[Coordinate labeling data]
"""
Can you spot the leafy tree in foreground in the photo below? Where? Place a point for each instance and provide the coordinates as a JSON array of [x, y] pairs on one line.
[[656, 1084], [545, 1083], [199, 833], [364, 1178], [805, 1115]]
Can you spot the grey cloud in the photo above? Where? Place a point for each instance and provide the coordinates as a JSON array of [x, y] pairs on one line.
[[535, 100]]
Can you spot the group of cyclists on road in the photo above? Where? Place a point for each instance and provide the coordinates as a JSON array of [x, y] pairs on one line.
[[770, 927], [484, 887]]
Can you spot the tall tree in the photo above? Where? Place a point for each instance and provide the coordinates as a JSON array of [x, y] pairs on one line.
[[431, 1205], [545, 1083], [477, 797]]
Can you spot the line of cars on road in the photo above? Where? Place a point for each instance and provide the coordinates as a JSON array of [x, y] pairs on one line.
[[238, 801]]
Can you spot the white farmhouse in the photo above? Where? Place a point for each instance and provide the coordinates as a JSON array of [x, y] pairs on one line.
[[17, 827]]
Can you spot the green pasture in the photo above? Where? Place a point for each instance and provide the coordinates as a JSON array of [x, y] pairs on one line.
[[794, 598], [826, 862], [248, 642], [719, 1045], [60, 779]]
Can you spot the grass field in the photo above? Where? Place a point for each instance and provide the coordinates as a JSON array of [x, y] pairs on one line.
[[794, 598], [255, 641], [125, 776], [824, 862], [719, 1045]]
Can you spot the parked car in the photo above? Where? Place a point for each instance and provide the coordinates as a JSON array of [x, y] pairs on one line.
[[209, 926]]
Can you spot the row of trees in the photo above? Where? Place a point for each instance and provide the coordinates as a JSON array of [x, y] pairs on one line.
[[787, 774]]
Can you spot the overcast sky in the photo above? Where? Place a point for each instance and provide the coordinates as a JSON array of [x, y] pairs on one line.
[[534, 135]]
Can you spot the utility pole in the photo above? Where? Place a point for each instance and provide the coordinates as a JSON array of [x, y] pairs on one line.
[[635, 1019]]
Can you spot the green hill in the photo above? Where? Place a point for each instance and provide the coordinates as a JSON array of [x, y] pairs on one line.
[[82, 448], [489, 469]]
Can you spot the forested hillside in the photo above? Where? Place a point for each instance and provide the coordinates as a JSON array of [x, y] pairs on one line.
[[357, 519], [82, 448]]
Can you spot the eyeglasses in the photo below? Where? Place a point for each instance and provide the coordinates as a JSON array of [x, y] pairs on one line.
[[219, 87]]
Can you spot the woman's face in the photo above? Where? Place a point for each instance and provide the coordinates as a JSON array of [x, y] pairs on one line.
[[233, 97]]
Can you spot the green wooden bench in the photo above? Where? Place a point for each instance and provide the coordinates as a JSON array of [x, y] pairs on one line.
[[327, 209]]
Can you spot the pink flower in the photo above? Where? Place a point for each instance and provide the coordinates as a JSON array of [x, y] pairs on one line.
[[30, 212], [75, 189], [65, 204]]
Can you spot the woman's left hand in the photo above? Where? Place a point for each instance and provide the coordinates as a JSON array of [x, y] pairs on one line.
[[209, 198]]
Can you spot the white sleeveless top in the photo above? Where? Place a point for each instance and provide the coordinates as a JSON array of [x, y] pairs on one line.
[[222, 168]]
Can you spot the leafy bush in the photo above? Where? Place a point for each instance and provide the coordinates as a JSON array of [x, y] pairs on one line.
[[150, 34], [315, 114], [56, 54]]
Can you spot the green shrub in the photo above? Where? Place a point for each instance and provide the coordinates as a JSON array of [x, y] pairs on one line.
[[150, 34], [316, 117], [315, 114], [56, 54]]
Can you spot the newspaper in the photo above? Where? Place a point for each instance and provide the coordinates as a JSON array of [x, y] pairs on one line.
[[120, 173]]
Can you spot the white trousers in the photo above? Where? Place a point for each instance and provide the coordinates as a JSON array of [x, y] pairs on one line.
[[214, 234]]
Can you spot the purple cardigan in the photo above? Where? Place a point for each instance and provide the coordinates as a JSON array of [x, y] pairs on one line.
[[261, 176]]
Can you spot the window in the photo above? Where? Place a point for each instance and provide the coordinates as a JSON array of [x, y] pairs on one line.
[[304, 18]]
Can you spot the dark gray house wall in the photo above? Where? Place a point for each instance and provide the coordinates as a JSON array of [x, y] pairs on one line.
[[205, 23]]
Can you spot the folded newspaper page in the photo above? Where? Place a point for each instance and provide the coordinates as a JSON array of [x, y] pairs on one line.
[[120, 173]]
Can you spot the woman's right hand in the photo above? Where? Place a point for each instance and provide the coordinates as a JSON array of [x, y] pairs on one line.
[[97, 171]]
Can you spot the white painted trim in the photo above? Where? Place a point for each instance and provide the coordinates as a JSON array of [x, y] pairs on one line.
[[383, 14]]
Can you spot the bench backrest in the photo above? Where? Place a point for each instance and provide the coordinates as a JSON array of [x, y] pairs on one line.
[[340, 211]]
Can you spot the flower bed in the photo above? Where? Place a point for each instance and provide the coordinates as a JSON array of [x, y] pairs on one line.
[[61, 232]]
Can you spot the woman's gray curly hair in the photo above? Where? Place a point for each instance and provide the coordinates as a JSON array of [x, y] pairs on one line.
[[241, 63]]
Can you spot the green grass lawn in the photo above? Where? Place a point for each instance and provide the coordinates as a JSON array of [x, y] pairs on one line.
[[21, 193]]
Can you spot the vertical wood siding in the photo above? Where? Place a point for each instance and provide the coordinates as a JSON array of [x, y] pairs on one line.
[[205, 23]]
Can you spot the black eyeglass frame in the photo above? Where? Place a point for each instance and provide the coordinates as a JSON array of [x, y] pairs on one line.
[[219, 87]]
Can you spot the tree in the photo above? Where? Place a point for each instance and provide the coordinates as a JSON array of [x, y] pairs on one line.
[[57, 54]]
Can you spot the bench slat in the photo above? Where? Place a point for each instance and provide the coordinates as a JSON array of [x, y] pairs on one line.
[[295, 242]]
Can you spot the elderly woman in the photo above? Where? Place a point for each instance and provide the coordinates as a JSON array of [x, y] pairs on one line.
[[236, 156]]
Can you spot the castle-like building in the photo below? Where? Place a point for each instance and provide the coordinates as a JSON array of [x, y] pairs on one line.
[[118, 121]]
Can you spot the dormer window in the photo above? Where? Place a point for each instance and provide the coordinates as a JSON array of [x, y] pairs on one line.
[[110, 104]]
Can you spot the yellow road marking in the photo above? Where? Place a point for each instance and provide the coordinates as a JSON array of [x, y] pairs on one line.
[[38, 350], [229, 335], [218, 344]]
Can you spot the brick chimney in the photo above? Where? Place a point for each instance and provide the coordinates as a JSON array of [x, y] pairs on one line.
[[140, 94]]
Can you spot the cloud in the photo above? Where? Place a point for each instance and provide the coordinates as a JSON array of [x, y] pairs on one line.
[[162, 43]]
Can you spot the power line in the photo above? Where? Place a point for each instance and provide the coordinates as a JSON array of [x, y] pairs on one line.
"""
_Problem description_.
Retype all of the records above word for word, without altering anything.

_Solved exercise_.
Can you spot the leafy tree in foreground in the photo below? Where? Place a point for each instance and provide the coordinates as a JSON array of [x, y] pairs on one line.
[[656, 1084], [545, 1083], [199, 833], [364, 1178], [805, 1115]]
Can you spot the grey cloud in the photo above? Where? Place a point for each instance and provide the coordinates as a JSON array of [x, y] pairs on one line.
[[535, 100]]
Can you spot the group of cyclists on road in the photo above? Where? Place a point for each instance and provide the coordinates as a JSON array of [x, y] pairs on one line.
[[770, 927], [484, 887]]
Can you spot the tall tree in the photo above? Where? Place a point for each instance and provide the coordinates as a JSON array of [x, y] pairs on one line.
[[431, 1205], [545, 1083], [477, 797]]
Can you spot the line of cars on road in the photo above? Where? Place a point for each instance and provide the coordinates as a JSON array of [x, y] pairs on one line.
[[238, 801]]
Can you spot the white farmhouse in the photo above? Where? Place a point for each instance and provide the coordinates as a JSON array of [x, y] pairs on one line.
[[17, 827]]
Can you spot the green pasture in the photo above? Where? Place a point for each instance and provide the coordinates as a JSON array of [x, y] pairs on one line.
[[794, 598], [826, 862], [248, 642], [719, 1045], [60, 779]]
Can you spot the grass field in the photo above? Where? Place a point for each instance and provide the coordinates as a JSON array of [x, y] pairs on one line.
[[794, 598], [255, 641], [125, 776], [824, 862], [719, 1045]]
Can you spot the parked car in the photo above? Where? Place a point for each instance and provide the coordinates as a JSON array of [x, y] pairs on one line.
[[209, 926]]
Can you spot the row of trees in the photo above? Where? Place a point for each instance and provide the coordinates as a JSON array of [x, y] pairs on one line.
[[787, 774]]
Can you spot the overcast sky in the photo above? Where? Place a point for each instance and provide the coordinates as a JSON array of [x, y] pairs on one line.
[[534, 135]]
Can you spot the utility pole in the photo above? Where? Place a point for each instance and provide the coordinates as a JSON array of [x, y] pairs on one line.
[[635, 1019]]
Can you spot the green hill in the photo above? Where? Place a point for each instance and provide the coordinates as a JSON array of [x, y] pairs on one line.
[[82, 448], [489, 469]]
Can you spot the forested hillside in the photo above? Where? Place a point for each instance and provide the coordinates as a JSON array of [x, y] pairs on one line.
[[357, 519], [82, 448]]
Can you spot the eyeglasses in the photo below? Where? Place a point for each instance and provide the coordinates as a JSON array of [x, y] pairs on one line.
[[219, 87]]
Can you spot the woman's face in the photo above? Where? Place a point for each instance and provide the coordinates as a JSON array of [x, y] pairs on one line.
[[233, 97]]
Can you spot the green wooden bench in the photo above? Where? Place a point for each instance and provide the coordinates as a JSON array of [x, y] pairs on one line.
[[327, 209]]
Can you spot the pink flower in the photo above? Where? Place a point for each instance and provide the coordinates as a JSON array of [x, y] pairs on one line.
[[30, 212], [75, 189], [65, 204]]
Can you spot the woman's left hand in the photo above? Where? Place a point for each instance and provide the coordinates as a JSON array of [x, y] pairs on one line.
[[209, 198]]
Can you spot the white sleeveless top in the photo above? Where? Place a point for each instance and provide the coordinates as a JSON array of [x, y] pairs on one line.
[[222, 168]]
Can you spot the leafy bush in the photo above? Where? Place a point for each instance and provide the coordinates as a JSON array of [x, y] pairs on one line.
[[150, 34], [315, 114], [56, 54]]
Can you spot the green shrub in the photo above? Where? Place a point for each instance and provide the coordinates as a JSON array of [x, y] pairs on one line.
[[150, 34], [316, 117], [315, 114], [56, 54]]
Can you spot the newspaper in the photo above? Where? Place a point for each instance and provide the coordinates as a JSON array of [x, y] pairs on one line.
[[120, 173]]
Can you spot the white trousers in the photo above? Where? Place a point for each instance and provide the coordinates as a JSON array of [x, y] pairs on one line.
[[214, 234]]
Can you spot the purple cardigan in the photo above? Where? Place a point for each instance and provide the coordinates as a JSON array of [x, y] pairs on one line.
[[261, 176]]
Can you spot the window in the photo above? Where? Place a point for each instance and provide the coordinates as a JSON array of [x, y] pairs on one line.
[[304, 18]]
Can you spot the dark gray house wall in the photo above? Where? Place a point for each instance and provide the coordinates as a JSON array of [x, y] pairs on one line.
[[205, 23]]
Can you spot the folded newspaper page in the photo above? Where? Place a point for each instance and provide the coordinates as a JSON array of [x, y] pairs on one line.
[[120, 173]]
Can you spot the woman's right hand in the photo above? Where? Place a point for each instance and provide the coordinates as a JSON array of [x, y] pairs on one line.
[[97, 171]]
Can you spot the white painted trim in the photo above? Where? Place a point for each instance and provide the coordinates as a JSON array of [x, y] pairs on one line.
[[383, 14]]
Can you spot the bench backrest in the photo above? Where? Place a point for each instance and provide the coordinates as a JSON array of [x, y] pairs on one line.
[[340, 211]]
Can you spot the flower bed in the photo above? Where? Place a point for each instance and provide the coordinates as a JSON array of [x, y] pairs on one line.
[[61, 232]]
Can you spot the woman's gray curly hair in the photo above? Where? Place a point for each instance and provide the coordinates as a JSON array of [x, y] pairs on one line.
[[241, 63]]
Can you spot the green grass lawn in the photo above? Where? Place a point for each instance and provide the coordinates as a JSON array of [x, y] pairs on one line.
[[21, 193]]
Can you spot the vertical wood siding in the photo above? Where? Place a point for each instance and provide the coordinates as a JSON array of [x, y] pairs on one line.
[[205, 23]]
Can you spot the black eyeglass frame in the photo above? Where? Place a point for each instance and provide the coordinates as a JSON array of [x, y] pairs on one line.
[[219, 87]]
Can you spot the tree in the photo above? Where? Place a point for each instance and provide the coordinates as a JSON array of [x, y] pairs on one line.
[[57, 54]]
Can you spot the bench slat in the photo above? Where? Place a point for each instance and provide the coordinates as a JSON array of [x, y] pairs on one line.
[[295, 242]]
Can you spot the elderly woman in the photo above? Where? Place a point for each instance and provide the coordinates as a JSON array of [x, y] pairs on one line.
[[236, 156]]
Can you spot the castle-like building in the photo below? Where? Place a point for each instance and provide the coordinates as a JSON array of [x, y] pairs on one line.
[[118, 121]]
Can you spot the dormer window in the photo above? Where? Place a point for each instance and provide the coordinates as a JSON array of [x, y] pairs on one line.
[[110, 104]]
Can you spot the yellow road marking in the photo above? Where? Place a point for each instance and provide the coordinates as a JSON array of [x, y] pairs on one line.
[[38, 350], [229, 335], [218, 344]]
Can you spot the brick chimney in the photo above? Where? Place a point for each instance and provide the coordinates as a JSON array of [x, y] pairs on one line.
[[140, 94]]
Can you spot the cloud in the photo above? Where? Place a point for each instance and provide the coordinates as a JSON array of [x, y] pairs on one line.
[[162, 43]]
Can you spot the power line in the photo above? Where? Place a point for each instance and provide the coordinates as a JSON array of [x, y] pairs on one line.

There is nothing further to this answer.